▸ **DATA RECORDS**:
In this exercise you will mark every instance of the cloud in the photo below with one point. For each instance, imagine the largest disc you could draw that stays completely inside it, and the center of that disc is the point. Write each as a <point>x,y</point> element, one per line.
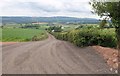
<point>73,8</point>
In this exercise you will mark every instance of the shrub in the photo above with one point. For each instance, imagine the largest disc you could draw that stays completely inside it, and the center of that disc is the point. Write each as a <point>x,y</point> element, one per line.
<point>89,37</point>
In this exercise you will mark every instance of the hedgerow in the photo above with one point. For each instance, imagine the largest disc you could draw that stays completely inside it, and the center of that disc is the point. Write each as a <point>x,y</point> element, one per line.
<point>89,37</point>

▸ **YOUR INSTRUCTIONS**:
Copy all the material above exactly, but skip each image.

▸ **RESPONSE TO THIS EXERCISE**:
In this exercise you will mark every instance of the cloud in the photo below with one point. For each instance, imagine the largest disc you could draw that stays completely inside it, and the center of that disc is the point. Write each as a <point>x,y</point> element, one per line.
<point>73,8</point>
In this exercise you will mark every instance of the shrub in the photo above with one point. For each instance, imagine the largest disc you could draw that stays completely inside it, and the center of that disc is the point. Write each as a <point>x,y</point> element, one per line.
<point>89,37</point>
In this exercise you will mark every instance of the hedgerow in the photo above with one point. For each instance, imagine the largest disc you could draw that stays completely inside it, and the center of that disc is the point. Write each as a <point>x,y</point> element, one per line.
<point>89,37</point>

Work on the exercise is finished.